# INSTRUCTIONS TO FOLLOW:
Write out exactly the lines of the entries below, from the first through the line containing "box: [1570, 0, 2063, 1600]", and nothing beyond them.

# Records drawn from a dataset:
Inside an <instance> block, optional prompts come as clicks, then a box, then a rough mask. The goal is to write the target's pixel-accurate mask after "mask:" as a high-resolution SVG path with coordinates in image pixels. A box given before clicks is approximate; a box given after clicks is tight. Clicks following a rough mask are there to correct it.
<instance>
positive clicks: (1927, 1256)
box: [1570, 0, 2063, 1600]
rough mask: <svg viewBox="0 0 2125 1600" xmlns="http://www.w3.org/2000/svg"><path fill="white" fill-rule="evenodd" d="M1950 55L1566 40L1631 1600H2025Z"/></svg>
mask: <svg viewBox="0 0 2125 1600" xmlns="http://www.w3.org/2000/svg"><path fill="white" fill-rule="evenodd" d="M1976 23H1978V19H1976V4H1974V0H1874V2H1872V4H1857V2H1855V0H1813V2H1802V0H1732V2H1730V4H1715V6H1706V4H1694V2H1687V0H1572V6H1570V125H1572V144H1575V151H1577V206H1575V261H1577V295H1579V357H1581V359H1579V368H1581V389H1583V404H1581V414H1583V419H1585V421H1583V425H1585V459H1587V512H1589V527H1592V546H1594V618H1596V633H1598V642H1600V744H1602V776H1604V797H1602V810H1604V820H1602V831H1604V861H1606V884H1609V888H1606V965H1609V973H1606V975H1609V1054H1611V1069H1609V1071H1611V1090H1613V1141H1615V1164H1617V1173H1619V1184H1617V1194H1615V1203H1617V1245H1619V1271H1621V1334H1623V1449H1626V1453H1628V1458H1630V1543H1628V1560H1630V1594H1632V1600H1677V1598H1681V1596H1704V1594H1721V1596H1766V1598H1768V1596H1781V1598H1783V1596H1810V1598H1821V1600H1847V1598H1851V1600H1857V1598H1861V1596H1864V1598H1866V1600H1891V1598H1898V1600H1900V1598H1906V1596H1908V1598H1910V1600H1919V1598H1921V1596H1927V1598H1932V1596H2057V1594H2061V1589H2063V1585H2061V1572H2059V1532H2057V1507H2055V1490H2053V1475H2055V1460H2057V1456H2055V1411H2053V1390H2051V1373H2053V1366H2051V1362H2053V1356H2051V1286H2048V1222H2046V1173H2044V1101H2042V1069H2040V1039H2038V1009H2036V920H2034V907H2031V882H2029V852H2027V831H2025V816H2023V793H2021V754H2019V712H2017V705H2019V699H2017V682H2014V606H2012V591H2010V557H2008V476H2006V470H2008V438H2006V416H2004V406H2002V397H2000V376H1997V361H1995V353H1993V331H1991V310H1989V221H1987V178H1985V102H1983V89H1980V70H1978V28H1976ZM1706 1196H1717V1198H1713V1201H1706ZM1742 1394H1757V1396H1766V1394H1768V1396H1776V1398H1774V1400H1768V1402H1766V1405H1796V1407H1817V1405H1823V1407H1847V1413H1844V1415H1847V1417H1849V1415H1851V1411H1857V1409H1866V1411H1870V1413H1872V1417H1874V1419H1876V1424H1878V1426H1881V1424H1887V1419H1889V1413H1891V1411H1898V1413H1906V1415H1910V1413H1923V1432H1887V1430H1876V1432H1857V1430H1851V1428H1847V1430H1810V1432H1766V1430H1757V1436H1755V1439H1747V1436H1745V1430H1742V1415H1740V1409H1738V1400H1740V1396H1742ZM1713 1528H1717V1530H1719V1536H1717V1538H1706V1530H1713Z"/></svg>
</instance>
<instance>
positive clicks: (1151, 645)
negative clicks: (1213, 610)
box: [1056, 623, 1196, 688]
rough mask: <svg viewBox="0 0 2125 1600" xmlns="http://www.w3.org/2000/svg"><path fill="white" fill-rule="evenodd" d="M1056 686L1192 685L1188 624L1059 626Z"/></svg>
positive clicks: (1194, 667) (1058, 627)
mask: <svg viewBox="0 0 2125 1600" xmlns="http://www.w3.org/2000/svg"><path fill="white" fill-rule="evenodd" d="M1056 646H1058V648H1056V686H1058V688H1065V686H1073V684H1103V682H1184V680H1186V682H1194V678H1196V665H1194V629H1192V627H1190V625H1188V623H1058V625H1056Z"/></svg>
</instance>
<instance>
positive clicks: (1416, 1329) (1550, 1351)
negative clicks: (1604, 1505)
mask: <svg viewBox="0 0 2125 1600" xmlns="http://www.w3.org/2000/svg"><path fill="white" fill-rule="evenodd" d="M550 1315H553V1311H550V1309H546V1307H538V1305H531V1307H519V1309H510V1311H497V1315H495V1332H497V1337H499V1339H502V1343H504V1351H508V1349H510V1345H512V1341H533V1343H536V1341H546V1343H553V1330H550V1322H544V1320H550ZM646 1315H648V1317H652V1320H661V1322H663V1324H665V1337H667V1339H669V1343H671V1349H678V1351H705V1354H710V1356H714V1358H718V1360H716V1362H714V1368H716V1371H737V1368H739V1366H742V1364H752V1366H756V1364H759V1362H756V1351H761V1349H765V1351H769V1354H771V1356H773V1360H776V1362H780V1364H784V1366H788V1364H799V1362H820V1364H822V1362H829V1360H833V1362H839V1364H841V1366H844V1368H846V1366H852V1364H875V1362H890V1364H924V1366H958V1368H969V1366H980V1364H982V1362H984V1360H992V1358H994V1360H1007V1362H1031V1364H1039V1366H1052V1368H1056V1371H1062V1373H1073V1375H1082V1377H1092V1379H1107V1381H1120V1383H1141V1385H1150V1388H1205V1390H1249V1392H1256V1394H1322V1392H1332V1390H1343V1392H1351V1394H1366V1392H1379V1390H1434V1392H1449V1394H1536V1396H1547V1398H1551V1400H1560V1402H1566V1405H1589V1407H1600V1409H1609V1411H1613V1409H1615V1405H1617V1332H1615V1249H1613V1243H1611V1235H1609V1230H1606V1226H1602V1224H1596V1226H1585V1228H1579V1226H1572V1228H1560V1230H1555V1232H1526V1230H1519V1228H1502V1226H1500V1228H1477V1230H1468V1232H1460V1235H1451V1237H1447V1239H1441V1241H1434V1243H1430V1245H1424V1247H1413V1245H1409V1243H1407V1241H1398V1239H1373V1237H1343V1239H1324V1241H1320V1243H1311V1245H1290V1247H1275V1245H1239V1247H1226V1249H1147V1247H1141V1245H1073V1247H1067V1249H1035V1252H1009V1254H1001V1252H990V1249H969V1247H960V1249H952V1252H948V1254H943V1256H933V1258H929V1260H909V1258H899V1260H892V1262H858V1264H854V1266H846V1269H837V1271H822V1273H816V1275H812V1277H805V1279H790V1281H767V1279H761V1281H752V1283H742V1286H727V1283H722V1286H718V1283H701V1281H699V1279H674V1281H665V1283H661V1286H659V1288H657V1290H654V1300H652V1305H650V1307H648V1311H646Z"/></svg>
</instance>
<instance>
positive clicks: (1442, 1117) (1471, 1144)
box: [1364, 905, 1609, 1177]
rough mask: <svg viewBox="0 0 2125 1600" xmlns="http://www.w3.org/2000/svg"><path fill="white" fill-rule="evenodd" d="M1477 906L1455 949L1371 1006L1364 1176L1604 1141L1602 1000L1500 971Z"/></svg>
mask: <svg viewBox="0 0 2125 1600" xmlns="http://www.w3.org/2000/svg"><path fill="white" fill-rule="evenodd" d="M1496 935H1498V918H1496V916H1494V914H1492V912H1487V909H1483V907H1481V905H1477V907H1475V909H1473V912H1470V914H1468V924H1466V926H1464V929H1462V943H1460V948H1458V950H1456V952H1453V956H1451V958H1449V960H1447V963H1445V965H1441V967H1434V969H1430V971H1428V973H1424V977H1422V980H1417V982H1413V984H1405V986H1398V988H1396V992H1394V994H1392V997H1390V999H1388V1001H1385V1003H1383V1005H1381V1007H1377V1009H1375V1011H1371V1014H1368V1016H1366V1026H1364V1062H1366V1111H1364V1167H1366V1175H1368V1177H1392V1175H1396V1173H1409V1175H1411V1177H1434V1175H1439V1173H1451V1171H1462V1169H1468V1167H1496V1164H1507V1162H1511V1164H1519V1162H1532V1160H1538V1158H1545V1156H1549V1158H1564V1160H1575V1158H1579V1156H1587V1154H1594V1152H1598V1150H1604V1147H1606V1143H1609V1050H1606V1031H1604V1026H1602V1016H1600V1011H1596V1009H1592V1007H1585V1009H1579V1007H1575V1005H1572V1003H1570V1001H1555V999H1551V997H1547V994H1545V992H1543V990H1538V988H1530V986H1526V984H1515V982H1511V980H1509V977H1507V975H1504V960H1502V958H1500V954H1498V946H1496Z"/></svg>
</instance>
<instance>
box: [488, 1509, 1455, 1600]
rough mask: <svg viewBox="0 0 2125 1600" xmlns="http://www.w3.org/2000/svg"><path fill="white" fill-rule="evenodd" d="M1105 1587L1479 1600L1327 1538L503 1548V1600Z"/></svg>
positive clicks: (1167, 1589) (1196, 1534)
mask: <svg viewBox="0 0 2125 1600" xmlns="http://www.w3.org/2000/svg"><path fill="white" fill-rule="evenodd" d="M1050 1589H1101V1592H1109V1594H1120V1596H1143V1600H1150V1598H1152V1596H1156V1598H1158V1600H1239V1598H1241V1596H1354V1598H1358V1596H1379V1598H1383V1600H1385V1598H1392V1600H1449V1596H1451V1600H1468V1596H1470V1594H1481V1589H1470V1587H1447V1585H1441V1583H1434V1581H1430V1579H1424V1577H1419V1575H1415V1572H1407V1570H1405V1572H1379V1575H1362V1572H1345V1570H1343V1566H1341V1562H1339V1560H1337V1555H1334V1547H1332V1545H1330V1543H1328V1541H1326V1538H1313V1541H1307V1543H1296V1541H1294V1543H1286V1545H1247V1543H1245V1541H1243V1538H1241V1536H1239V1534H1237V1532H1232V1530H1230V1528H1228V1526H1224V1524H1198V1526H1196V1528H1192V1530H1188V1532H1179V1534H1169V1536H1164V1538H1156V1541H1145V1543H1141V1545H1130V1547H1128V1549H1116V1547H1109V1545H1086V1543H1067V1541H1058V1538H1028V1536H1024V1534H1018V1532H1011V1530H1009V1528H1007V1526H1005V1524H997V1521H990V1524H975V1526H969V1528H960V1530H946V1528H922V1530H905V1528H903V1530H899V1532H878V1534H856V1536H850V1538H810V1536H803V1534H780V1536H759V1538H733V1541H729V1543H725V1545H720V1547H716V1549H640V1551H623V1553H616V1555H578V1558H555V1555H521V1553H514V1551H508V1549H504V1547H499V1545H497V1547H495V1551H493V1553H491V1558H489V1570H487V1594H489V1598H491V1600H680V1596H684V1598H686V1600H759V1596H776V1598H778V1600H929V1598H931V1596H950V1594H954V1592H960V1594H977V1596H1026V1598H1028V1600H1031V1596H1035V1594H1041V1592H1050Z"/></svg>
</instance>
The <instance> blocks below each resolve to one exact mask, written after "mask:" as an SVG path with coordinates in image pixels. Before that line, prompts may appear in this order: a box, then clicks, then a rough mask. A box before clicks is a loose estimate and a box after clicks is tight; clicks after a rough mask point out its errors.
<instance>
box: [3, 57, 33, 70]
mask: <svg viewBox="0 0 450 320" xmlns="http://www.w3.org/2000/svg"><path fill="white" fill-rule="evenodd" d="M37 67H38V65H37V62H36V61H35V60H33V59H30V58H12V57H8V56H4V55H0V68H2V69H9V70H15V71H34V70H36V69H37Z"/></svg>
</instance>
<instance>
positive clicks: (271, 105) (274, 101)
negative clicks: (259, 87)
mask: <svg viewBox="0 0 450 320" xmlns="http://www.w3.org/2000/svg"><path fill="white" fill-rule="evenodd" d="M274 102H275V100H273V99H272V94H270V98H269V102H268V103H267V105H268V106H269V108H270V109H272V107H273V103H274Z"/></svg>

# EXERCISE OUTPUT:
Inside an <instance> block, optional prompts come as clicks, then a box, then a rough mask. The goal is to write the target's pixel-accurate mask after "mask:" as a high-resolution SVG path with coordinates in image pixels. A box given before clicks is approximate; a box given after clicks is tight. Clicks following a rough mask are there to correct it.
<instance>
positive clicks: (1927, 1256)
box: [1570, 0, 2063, 1600]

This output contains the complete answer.